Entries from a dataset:
....

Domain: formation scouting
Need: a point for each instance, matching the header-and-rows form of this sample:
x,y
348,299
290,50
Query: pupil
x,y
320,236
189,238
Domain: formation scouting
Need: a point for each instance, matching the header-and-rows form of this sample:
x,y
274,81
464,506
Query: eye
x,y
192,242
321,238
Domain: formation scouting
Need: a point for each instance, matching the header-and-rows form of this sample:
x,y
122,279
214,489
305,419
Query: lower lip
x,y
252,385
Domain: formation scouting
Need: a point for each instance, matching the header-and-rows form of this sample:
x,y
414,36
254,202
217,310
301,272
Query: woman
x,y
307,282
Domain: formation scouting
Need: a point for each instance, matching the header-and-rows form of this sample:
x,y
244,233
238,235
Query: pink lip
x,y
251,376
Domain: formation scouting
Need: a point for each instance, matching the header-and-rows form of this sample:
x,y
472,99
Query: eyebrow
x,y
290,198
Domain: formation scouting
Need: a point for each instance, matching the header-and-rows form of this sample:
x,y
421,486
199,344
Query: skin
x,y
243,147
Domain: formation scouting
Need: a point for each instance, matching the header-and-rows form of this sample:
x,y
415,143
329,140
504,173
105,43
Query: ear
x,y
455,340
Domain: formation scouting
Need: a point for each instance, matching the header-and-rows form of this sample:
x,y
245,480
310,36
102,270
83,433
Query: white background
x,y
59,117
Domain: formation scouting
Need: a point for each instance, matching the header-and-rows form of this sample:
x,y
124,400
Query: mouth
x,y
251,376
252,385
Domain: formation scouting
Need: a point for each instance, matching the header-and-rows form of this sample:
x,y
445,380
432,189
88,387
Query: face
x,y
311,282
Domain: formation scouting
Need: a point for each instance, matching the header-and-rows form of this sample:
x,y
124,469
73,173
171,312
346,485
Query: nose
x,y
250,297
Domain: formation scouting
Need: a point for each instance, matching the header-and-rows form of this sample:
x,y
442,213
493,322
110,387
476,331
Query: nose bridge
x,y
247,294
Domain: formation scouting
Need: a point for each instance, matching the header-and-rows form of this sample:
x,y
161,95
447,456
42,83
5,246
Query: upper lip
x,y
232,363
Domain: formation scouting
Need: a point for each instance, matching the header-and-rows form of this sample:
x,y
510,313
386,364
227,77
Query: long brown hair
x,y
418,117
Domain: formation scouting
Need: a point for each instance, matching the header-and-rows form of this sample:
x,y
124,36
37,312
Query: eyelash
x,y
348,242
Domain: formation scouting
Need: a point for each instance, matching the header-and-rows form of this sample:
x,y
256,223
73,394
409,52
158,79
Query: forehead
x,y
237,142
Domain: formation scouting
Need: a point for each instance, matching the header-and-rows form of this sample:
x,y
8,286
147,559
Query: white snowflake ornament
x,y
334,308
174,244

....

▶ Description of the task: Return each entry from the material above exactly as it appears.

▶ Task solution:
Domain: formation scouting
Need: a point for each instance, matching the header-and-rows form of this sample:
x,y
348,299
290,50
Query: pupil
x,y
320,236
189,238
Domain: formation scouting
Need: a point for each instance, matching the header-and-rows form of this sample:
x,y
274,81
464,506
Query: eye
x,y
192,242
321,238
Domain: formation scouting
Need: a point for each instance, matching the header-and-rows form of this sample:
x,y
122,279
214,489
305,419
Query: lower lip
x,y
252,385
Domain: formation scouting
Need: a point for each instance, matching the header-and-rows form of this sample:
x,y
414,36
254,202
217,310
301,272
Query: woman
x,y
307,282
Domain: formation scouting
Need: a point for each instance, matching the header-and-rows form of this sample:
x,y
244,233
238,235
Query: pink lip
x,y
251,376
Domain: formation scouting
Need: a point for each instance, matching the header-and-rows form of this sample:
x,y
472,99
Query: eyebrow
x,y
290,198
Domain: formation scouting
Need: a point for each instance, matching the header-and-rows form of this sample:
x,y
421,486
199,344
Query: skin
x,y
243,147
Domain: formation scouting
Need: a point for each instance, matching the header-and-rows form of this sample:
x,y
415,143
329,140
504,173
105,43
Query: ear
x,y
455,340
Domain: formation scouting
Need: a point for each instance, matching the header-and-rows form of this sample:
x,y
245,480
310,36
102,270
83,433
Query: white background
x,y
59,117
Domain: formation scouting
Need: a point for each instance, matching the header-and-rows form of this sample:
x,y
124,400
Query: mouth
x,y
251,376
252,385
Domain: formation scouting
Need: a point for each instance, matching the header-and-rows form of this sample:
x,y
445,380
432,189
88,387
Query: face
x,y
311,282
Domain: formation scouting
Need: a point for each instance, matching the header-and-rows form of this sample:
x,y
124,469
73,173
171,312
346,485
Query: nose
x,y
250,297
Domain: formation scouting
Need: a point for each instance, matching the header-and-rows form of this sample:
x,y
442,213
493,322
110,387
476,331
Query: nose bridge
x,y
247,294
Domain: formation scouting
Need: a point for each instance, matching the header-and-rows form of this sample:
x,y
161,95
447,456
42,83
5,246
Query: upper lip
x,y
232,363
Domain: formation scouting
Need: a point for each instance, matching the header-and-rows form of this sample:
x,y
510,313
386,364
227,77
Query: long brown hair
x,y
418,117
Domain: formation scouting
Need: a point for each instance, matching the header-and-rows form of this sample:
x,y
124,36
37,312
Query: eyelash
x,y
348,242
Domain: formation scouting
Need: a point for each instance, matching the header-and-rows form of this sample:
x,y
256,223
73,394
409,52
158,79
Query: forehead
x,y
237,142
Domain: formation scouting
Need: a point for each instance, matching the header-and-rows form of this sample:
x,y
8,286
147,559
Query: white snowflake ornament
x,y
334,308
174,244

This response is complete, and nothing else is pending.